Problema planteado.
Reproduce sin cambios el pasaje de la crónica sobre Cannes comenzando por "Las películas de animación" y siguiendo hasta "la buena cara.".

Fragmento proporcionado.
——

Mariona Borrull

Lo nuevo de David Cronenberg y el biopic de Donald Trump patinan en Cannes

El equipo de la película de Cronenberg, en la alfombra roja de Cannes.
El equipo de la película de Cronenberg, en la alfombra roja de Cannes. (Antonin THUILLIER | FRANCE PRESSE)

Las películas de animación son una auténtica rareza en la Competencia. Entre las más recientes se cuentan ‘Shrek 2’, ’Vals con Bashir’ o ‘Persépolis’. Solo dos de las películas del Studio Ghibli se han proyectado en las casi ochenta ediciones del Festival de Cannes, incluso tras cincuenta años de producción ininterrumpida. Es comprensible, entonces, que el estudio responsable de clásicos como la oscarizada ‘El viaje de Chihiro’, o la más cercana ‘El cuento de la princesa Kaguya’, haya decidido mandar a recoger el galardón a Goro Miyazaki, hijo de Hayao Miyazaki y, a ojos públicos, el encargado de la diplomacia más protocolaria… O como hemos comprobado esta tarde, el único que aguanta la buena cara.

Hayao Miyazaki y Toshio Suzuki han mandado un vídeo desde Japón. El realizador empezaba, completamente impasivo: «El Festival de Cannes ha decidido concedernos la Palma de Oro de Honor. Normalmente, el Festival concede este premio a una persona, pero este año ha elegido una institución». Suzuki, productor emblemático, le tomaba el testigo: «Por eso estamos preparando este vídeo. Muchas gracias». Y dirigiéndose a Miyazaki: «Tú también puedes dar las gracias». «Hemos mandado a Goro a Cannes», seguía Suzuki, respondido con chascarrillo final del cineasta: «Pobrecillo».

Goro, por su parte, ha bromeado: “Cuando ganamos el Oscar por El chico y la garza nos dieron la estatuilla sin embalar, por lo que tuvimos de llevarla de regreso envuelta en una toalla del hotel. Me alegra que esta Palma sí venga bien empaquetada”. En fin, ante decisiones insólitas doble ración de humor.

——

Datos proporcionados.
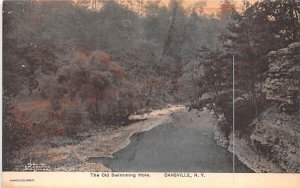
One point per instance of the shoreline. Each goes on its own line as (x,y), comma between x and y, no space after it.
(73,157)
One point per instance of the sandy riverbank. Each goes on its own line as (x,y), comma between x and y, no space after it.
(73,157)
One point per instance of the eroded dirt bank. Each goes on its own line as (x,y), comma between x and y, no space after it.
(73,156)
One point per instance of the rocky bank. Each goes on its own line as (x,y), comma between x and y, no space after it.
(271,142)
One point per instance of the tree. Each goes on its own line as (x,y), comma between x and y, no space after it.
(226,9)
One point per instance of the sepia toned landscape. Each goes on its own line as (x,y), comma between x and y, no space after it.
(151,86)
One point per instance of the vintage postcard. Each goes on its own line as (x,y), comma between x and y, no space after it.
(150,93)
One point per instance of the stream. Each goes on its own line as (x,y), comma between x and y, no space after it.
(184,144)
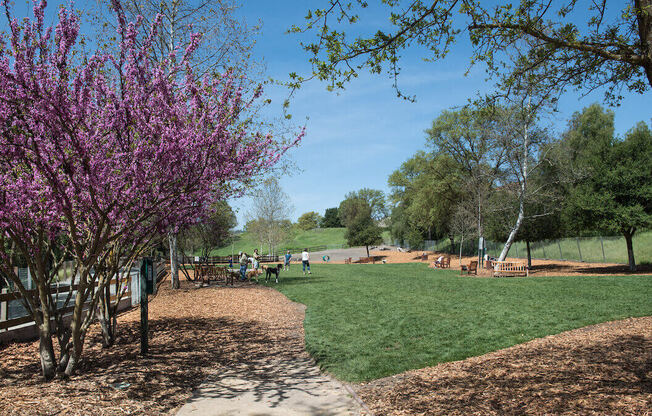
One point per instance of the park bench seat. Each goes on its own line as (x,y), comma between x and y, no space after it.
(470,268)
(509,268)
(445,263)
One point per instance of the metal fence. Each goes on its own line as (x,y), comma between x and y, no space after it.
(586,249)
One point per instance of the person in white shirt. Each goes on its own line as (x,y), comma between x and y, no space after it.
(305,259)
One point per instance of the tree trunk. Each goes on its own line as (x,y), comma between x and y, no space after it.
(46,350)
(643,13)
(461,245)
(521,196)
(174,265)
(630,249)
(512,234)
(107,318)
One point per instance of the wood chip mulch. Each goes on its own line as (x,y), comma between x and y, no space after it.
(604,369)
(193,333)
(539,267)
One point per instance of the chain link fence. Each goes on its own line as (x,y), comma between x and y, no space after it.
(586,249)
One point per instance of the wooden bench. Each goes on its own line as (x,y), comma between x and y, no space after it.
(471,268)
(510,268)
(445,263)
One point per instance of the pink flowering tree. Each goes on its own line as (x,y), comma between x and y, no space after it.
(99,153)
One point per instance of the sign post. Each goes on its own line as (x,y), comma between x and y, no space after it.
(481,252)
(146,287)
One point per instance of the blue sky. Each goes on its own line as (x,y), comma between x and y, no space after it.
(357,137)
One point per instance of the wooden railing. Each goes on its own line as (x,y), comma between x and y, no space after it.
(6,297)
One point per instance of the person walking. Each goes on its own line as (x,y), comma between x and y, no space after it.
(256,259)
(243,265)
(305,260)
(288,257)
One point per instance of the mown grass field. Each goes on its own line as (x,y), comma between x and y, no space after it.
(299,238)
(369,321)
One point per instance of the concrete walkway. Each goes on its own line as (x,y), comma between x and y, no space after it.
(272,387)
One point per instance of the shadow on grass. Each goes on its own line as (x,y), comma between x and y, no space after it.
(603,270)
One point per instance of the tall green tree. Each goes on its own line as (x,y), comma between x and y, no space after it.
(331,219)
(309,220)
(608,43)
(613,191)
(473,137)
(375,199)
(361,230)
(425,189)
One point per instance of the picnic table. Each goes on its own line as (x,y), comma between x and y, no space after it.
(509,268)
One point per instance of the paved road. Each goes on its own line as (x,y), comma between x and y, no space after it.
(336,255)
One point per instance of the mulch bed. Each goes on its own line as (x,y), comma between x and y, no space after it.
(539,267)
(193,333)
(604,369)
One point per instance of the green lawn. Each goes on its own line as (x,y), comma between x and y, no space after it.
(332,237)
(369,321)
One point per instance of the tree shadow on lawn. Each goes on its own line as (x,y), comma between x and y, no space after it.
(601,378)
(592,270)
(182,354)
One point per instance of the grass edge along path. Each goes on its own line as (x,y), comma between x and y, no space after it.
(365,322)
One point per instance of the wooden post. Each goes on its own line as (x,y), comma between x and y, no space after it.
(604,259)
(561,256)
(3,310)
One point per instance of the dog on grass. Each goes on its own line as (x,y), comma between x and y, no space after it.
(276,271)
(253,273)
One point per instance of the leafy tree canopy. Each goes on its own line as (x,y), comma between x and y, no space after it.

——

Respuesta correcta.
Las películas de animación son una auténtica rareza en la Competencia. Entre las más recientes se cuentan ‘Shrek 2’, ’Vals con Bashir’ o ‘Persépolis’. Solo dos de las películas del Studio Ghibli se han proyectado en las casi ochenta ediciones del Festival de Cannes, incluso tras cincuenta años de producción ininterrumpida. Es comprensible, entonces, que el estudio responsable de clásicos como la oscarizada ‘El viaje de Chihiro’, o la más cercana ‘El cuento de la princesa Kaguya’, haya decidido mandar a recoger el galardón a Goro Miyazaki, hijo de Hayao Miyazaki y, a ojos públicos, el encargado de la diplomacia más protocolaria… O como hemos comprobado esta tarde, el único que aguanta la buena cara.